=== SOURCE DATA ===

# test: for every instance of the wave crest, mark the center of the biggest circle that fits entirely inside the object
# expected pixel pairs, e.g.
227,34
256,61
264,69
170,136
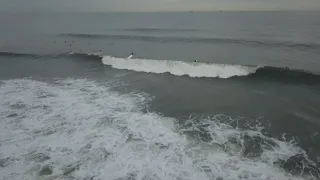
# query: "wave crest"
179,68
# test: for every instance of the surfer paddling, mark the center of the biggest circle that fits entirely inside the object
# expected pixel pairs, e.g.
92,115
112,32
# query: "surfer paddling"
131,55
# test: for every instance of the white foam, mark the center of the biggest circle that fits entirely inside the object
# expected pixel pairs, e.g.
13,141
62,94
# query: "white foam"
179,68
79,123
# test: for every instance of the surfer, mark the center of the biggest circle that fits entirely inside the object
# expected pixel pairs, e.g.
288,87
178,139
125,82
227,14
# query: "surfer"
131,55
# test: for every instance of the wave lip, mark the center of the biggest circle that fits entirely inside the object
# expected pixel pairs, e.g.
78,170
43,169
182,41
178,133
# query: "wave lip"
179,68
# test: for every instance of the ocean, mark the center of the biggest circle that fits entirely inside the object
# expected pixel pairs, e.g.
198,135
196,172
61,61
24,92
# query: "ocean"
206,96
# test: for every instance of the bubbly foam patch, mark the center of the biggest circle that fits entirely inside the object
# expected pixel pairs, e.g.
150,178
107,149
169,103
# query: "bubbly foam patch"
78,129
179,68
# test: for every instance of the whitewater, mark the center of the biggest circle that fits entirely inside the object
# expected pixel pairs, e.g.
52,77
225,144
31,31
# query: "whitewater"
179,68
80,129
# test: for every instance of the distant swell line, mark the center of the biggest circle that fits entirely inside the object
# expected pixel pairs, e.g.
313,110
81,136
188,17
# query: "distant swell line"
191,69
158,30
265,43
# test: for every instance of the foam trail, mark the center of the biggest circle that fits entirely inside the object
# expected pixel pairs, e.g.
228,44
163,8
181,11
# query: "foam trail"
179,68
78,129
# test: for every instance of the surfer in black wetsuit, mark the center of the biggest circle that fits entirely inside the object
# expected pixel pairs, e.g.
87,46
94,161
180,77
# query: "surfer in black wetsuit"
131,55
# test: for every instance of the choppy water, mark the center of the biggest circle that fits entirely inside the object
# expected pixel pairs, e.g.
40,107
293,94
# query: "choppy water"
73,106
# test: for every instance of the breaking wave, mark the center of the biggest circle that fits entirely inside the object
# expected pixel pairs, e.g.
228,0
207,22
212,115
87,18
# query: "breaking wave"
79,129
179,68
199,69
191,69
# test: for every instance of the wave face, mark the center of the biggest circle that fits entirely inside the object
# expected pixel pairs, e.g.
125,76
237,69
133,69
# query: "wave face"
179,68
191,69
79,129
207,40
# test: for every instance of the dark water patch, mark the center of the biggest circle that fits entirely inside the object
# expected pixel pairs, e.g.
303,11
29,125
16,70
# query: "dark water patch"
16,55
284,75
46,170
299,164
207,40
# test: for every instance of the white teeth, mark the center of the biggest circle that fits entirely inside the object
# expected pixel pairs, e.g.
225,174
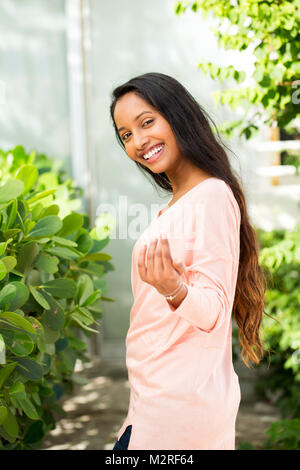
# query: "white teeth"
149,154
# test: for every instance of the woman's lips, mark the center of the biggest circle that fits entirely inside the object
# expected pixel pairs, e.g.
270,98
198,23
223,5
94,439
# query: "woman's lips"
154,157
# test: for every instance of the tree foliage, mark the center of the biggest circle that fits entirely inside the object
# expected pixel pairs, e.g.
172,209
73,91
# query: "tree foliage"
271,30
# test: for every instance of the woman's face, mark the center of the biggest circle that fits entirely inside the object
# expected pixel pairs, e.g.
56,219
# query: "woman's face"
146,132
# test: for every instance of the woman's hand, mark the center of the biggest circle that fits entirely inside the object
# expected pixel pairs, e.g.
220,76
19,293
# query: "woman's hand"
161,272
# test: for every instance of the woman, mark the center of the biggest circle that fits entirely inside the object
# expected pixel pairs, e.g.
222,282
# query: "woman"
192,267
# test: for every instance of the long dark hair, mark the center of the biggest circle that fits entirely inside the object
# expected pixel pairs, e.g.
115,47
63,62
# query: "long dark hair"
205,149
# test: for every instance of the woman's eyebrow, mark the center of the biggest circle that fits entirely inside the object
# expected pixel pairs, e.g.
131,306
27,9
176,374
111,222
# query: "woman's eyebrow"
143,112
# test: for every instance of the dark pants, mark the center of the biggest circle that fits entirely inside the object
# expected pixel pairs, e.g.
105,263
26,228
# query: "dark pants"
123,442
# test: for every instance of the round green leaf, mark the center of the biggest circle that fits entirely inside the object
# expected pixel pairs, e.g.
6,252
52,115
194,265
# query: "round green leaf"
55,317
26,256
21,295
9,262
29,368
28,174
28,408
47,263
62,288
11,425
46,226
10,190
22,344
7,294
35,433
39,297
17,390
71,223
17,320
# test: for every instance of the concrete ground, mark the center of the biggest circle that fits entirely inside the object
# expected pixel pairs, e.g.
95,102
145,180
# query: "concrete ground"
97,410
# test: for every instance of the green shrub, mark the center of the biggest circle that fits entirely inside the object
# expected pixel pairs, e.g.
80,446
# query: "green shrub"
280,255
283,435
51,282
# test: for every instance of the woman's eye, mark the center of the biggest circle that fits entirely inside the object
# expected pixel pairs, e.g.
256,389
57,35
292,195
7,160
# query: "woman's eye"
123,138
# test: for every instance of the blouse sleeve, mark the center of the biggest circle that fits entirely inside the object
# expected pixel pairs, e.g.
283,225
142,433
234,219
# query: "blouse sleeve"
211,278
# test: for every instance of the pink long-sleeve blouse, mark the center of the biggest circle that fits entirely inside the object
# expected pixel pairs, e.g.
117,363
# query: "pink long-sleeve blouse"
184,392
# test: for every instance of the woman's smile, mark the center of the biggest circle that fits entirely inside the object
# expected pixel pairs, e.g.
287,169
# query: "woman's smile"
154,153
147,136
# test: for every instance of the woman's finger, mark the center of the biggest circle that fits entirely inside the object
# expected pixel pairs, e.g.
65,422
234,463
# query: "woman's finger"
158,262
150,259
166,255
142,263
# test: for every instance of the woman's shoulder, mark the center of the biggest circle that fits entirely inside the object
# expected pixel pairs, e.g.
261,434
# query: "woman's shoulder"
217,195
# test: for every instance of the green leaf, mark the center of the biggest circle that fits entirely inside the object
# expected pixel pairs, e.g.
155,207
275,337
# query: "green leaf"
41,195
34,433
29,368
11,425
9,262
28,253
84,243
17,320
85,288
28,174
11,190
63,241
3,414
3,271
22,345
39,297
71,223
7,294
5,372
2,350
78,319
97,257
53,318
46,226
28,408
17,390
12,213
92,298
21,295
63,252
62,288
47,263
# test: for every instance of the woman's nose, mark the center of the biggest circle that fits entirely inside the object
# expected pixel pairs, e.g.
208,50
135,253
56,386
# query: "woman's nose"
140,140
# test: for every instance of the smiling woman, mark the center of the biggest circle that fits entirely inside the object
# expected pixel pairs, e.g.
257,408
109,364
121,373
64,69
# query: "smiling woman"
187,284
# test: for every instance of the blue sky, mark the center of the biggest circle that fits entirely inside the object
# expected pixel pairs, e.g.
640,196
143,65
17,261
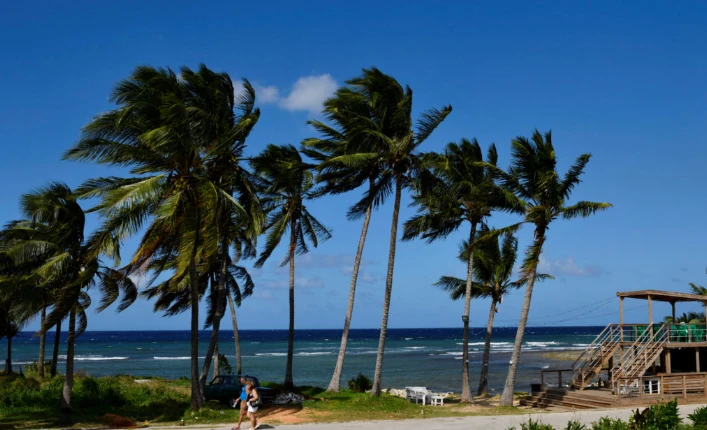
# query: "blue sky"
624,81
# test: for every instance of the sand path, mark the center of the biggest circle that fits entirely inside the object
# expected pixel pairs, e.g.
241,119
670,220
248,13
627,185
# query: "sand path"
498,422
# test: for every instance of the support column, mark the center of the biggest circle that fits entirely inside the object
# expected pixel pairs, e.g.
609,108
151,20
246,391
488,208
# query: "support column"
621,319
697,359
650,316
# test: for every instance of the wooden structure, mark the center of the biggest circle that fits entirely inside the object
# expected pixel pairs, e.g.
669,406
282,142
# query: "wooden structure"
638,362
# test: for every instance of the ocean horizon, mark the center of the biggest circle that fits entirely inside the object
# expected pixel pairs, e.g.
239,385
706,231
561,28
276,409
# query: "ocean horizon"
414,356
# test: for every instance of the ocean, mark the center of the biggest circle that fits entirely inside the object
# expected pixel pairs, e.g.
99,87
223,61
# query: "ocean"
428,357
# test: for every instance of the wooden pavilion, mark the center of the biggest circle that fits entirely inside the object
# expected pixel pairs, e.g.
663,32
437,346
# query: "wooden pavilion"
636,362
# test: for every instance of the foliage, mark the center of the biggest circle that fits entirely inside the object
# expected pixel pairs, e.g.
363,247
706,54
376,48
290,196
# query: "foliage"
360,384
660,416
606,423
575,425
224,367
699,416
535,425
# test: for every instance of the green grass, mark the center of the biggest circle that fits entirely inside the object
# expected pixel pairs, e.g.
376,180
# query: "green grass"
26,402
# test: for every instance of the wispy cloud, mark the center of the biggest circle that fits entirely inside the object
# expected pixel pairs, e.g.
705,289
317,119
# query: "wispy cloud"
300,282
307,94
568,267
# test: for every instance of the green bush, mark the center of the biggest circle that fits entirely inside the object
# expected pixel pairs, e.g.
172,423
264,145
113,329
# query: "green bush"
360,384
575,425
699,416
534,425
661,416
606,423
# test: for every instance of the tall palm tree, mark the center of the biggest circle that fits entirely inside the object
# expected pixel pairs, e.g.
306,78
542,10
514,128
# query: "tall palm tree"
346,111
533,177
168,130
379,130
460,189
68,261
289,183
493,269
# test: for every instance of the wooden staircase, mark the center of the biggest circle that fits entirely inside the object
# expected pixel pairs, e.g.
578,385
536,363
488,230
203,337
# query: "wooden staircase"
596,357
639,357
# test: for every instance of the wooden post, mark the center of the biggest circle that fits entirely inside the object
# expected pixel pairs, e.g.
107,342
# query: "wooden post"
621,316
650,316
668,364
697,359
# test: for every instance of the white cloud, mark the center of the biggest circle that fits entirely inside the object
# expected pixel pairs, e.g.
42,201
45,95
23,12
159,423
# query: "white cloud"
300,282
309,93
268,94
568,267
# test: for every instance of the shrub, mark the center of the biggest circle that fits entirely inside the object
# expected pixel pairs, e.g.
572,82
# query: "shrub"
606,423
661,416
360,384
535,425
575,425
699,416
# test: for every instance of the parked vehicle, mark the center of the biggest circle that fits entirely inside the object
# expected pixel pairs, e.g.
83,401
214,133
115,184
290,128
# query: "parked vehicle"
227,389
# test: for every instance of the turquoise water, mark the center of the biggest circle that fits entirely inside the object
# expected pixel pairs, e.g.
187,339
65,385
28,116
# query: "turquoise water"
429,357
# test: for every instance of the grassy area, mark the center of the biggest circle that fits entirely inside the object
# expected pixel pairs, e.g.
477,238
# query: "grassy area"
26,402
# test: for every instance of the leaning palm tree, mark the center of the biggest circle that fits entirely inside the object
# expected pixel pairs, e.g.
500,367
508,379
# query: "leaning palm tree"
460,190
533,177
380,131
67,261
493,269
288,184
168,131
338,176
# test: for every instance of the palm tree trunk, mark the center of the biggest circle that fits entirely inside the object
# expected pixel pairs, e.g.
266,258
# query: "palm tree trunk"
69,377
236,336
291,336
466,383
509,388
55,352
42,341
216,361
8,361
335,383
484,377
377,375
218,307
194,293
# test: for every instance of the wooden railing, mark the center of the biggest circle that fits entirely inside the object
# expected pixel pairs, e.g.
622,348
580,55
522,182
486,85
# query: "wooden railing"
676,384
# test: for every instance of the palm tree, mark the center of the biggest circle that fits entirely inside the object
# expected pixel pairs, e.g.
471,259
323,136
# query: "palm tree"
459,190
227,132
533,177
168,130
338,177
493,268
289,183
379,130
68,261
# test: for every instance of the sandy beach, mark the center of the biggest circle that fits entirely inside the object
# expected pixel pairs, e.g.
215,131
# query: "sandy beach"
498,422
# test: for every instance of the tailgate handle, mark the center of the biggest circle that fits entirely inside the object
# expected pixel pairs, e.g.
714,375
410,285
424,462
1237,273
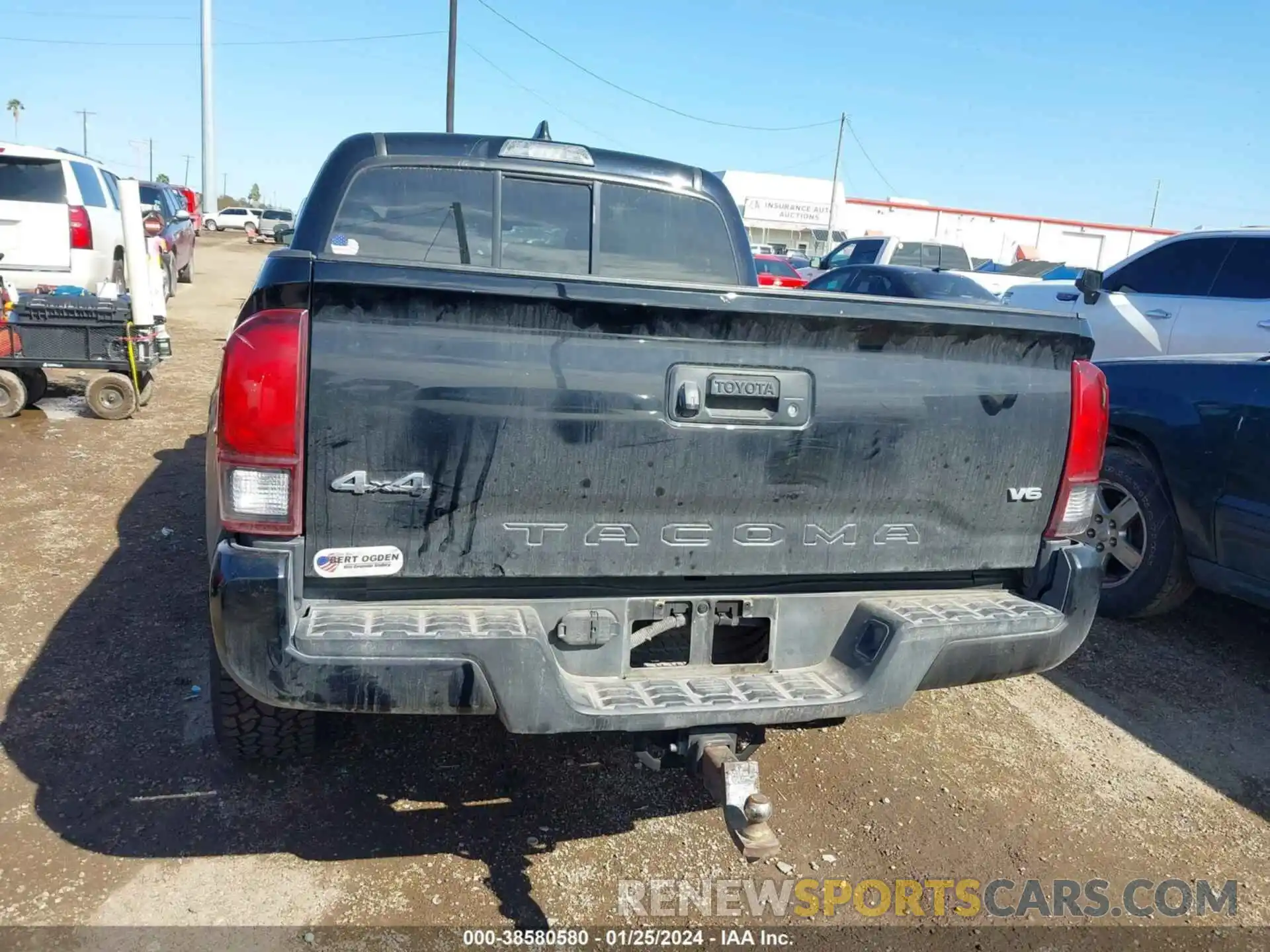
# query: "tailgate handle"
718,397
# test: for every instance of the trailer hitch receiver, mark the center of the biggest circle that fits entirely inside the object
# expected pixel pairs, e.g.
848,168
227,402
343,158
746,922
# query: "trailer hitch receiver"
730,775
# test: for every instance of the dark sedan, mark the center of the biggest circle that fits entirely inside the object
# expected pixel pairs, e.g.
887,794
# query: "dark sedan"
900,281
1185,493
171,220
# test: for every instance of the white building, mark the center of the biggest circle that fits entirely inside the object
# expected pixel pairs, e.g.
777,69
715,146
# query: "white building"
793,214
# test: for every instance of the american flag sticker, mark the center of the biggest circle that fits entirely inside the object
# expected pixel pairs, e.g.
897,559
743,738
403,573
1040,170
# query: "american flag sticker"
343,245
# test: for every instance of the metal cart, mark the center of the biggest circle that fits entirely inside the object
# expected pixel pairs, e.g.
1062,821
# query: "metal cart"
77,333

===

## WHAT YOU WILL DO:
Repeat exactly and only the lines from the start of the data above through the line that holds "# test: for every instance of the white foam, mark", inclusive. Pictures do not belong in the copy.

## EXERCISE RESPONSE:
# test: for every instance of the wave crest, mark the center of the biggest circle that fits entirely inside the object
# expected pixel pairs, e.g.
227,34
256,61
264,69
170,136
# query: "wave crest"
179,68
# test: for every instance of the surfer paddling, mark the center of the biggest circle that fits entirely inside the object
# expected pixel pairs, e.g.
92,115
112,32
# query: "surfer paddling"
131,55
# test: for every instance of the white foam, mark the center of the biggest circle that fits entirely inside the object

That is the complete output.